↓↓↓
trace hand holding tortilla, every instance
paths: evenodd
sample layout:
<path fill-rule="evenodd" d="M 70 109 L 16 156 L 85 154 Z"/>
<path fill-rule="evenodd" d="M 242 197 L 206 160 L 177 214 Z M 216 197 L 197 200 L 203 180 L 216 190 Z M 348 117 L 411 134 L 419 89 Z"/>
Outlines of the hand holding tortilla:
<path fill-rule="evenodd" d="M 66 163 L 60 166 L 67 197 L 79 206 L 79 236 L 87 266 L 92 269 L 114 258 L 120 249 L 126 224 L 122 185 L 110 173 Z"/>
↑↑↑
WHAT THIS TASK INVOLVES »
Please restate the records in full, word for word.

THE OUTPUT »
trace hand holding tortilla, every instance
paths: evenodd
sample layout:
<path fill-rule="evenodd" d="M 70 109 L 16 156 L 85 154 Z"/>
<path fill-rule="evenodd" d="M 242 197 L 206 160 L 177 214 Z M 216 197 L 197 200 L 203 180 L 216 190 Z M 348 117 L 411 134 L 419 89 Z"/>
Outlines of the hand holding tortilla:
<path fill-rule="evenodd" d="M 66 163 L 60 166 L 67 197 L 79 206 L 79 236 L 87 266 L 92 269 L 114 258 L 120 249 L 126 224 L 122 185 L 110 173 Z"/>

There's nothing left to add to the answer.